# [必須課題]
1) 本文抜粋のうち、「先に書いたように、維新はW選」から「打撃を与えることができます。」までの部分を一字一句変えずに書き写すこと。
2) 本文抜粋によれば、大阪都構想の目的は何か。

# [本文抜粋]
──────────────────────────────

5月の住民投票で大阪都構想は否決されました。維新は再び崩壊に直面しました。これに救いの手を差し伸べたのも官邸だと言われています。この春から夏にかけ自民党は安保法案の採決に動いていました。維新を採決に取り込むことができれば、与党のみの強行採決を避けることができます。維新と官邸の間でどのような議論が交わされたかはわかりませんが、二度も維新を窮地から救ったのは官邸だとされています。官邸が維新を救ったのは、大阪の将来を考えたからではなく、安倍政権の暴走に維新の支援が必要だったからです。そんなために、大阪府民、大阪市民の暮らしが潰されるのはまっぴらごめんです。このような政府の干渉を遮るためには、W選挙で大阪から維新を追い出さなければなりません。そのことが安倍政権の暴走を止めることにもつながります。
4 ダブル選挙の意義
5月の住民投票で大阪都構想を否決した最大の原動力は保守から革新まで、幅広い共闘が成立したことです。大阪都構想は、大阪市の税金を大阪府に移し、それを財源として、大阪府が、カジノ誘致や大型公共事業を進めることが目的でした。大阪市の税金を大阪府が取り上げるのは、普通では無理です。ところが、大阪市を解体し、特別区を設置すれば、そのようなことが合法的に行えます。これが大阪都構想の本質でした。
それによって歴史ある大阪市と24の行政区が消滅します。また、財源を取り上げられた大阪市では、医療・福祉に回す予算が減り、市民生活の困窮が進みます。このような事態は容易に予測できました。そこで、そのような維新の横暴に対して、地域を守ろう、暮らしを守ろう、中小企業を守ろう、歴史・文化を守ろう、そのような声が急速に広がり、様々な市民、団体が反維新で立ち上がりました。そして政党レベルから草の根レベルまで、様々な共闘が成立し、5月の住民投票では見事に大阪都構想を否決させました。
先に書いたように、維新はW選挙に候補者を立て、勝てば大阪都構想にもう一度チャレンジすると言っています。また、大阪都構想の実現を待たず、維新は医療・福祉の切り捨てを暴走的に進めてきました。安倍政権の暴走も止まらず、様々な弊害が大阪で発生しています。
W選挙は大阪府知事、大阪市長を選ぶ選挙です。住民投票の時に築かれた反維新の一点共闘を持続的な共同に発展させるときです。持続的な共同とは、反維新に基づいた自治体を作るということです。反維新勢力が知事、市長を獲得した場合、維新政治から決別し、府民、市民の視点に立った自治体建設が可能になります。大阪府、大阪市の権限・財源を活用すれば、市民の暮らしを支え、大阪経済を発展させることができます。安倍政権の暴走に対しても、自治体が大きな防波堤になり、大阪を利用して自らの野望を実現しようとしている政権に大きな打撃を与えることができます。

──────────────────────────────

# [エントリー抜粋]
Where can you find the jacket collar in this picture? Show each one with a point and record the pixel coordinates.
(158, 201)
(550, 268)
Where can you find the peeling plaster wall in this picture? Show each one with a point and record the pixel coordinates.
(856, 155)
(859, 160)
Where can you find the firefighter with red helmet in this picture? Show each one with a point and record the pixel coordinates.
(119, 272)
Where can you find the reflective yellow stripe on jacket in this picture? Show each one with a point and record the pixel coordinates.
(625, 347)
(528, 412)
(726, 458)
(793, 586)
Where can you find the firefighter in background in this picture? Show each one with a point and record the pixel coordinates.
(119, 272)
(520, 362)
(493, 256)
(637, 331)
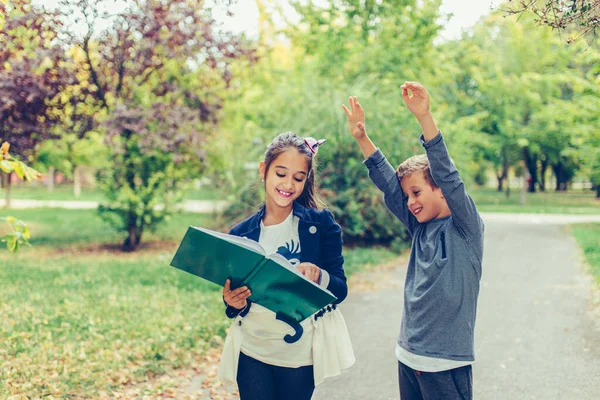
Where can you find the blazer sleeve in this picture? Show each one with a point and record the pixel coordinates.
(333, 260)
(230, 311)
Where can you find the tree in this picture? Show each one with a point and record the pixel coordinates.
(19, 232)
(31, 76)
(159, 73)
(337, 49)
(578, 18)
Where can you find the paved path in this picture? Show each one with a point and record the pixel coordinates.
(537, 335)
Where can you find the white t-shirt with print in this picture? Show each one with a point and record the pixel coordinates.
(263, 334)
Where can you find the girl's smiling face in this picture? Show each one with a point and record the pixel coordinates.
(285, 179)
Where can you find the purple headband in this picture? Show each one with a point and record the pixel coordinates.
(313, 144)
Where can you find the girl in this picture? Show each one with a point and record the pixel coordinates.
(290, 223)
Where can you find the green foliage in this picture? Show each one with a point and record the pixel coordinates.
(19, 232)
(345, 48)
(152, 155)
(92, 322)
(588, 237)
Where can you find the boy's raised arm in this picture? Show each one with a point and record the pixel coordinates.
(356, 124)
(381, 173)
(442, 168)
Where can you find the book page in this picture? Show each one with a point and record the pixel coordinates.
(241, 241)
(281, 260)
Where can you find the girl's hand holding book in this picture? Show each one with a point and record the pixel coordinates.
(310, 271)
(236, 298)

──────────────────────────────

# [各課題の結果]
1)
先に書いたように、維新はW選挙に候補者を立て、勝てば大阪都構想にもう一度チャレンジすると言っています。また、大阪都構想の実現を待たず、維新は医療・福祉の切り捨てを暴走的に進めてきました。安倍政権の暴走も止まらず、様々な弊害が大阪で発生しています。
W選挙は大阪府知事、大阪市長を選ぶ選挙です。住民投票の時に築かれた反維新の一点共闘を持続的な共同に発展させるときです。持続的な共同とは、反維新に基づいた自治体を作るということです。反維新勢力が知事、市長を獲得した場合、維新政治から決別し、府民、市民の視点に立った自治体建設が可能になります。大阪府、大阪市の権限・財源を活用すれば、市民の暮らしを支え、大阪経済を発展させることができます。安倍政権の暴走に対しても、自治体が大きな防波堤になり、大阪を利用して自らの野望を実現しようとしている政権に大きな打撃を与えることができます。

2) 大阪市の税金を大阪府に移し、それを財源として、大阪府がカジノ誘致や大型公共事業を進めること。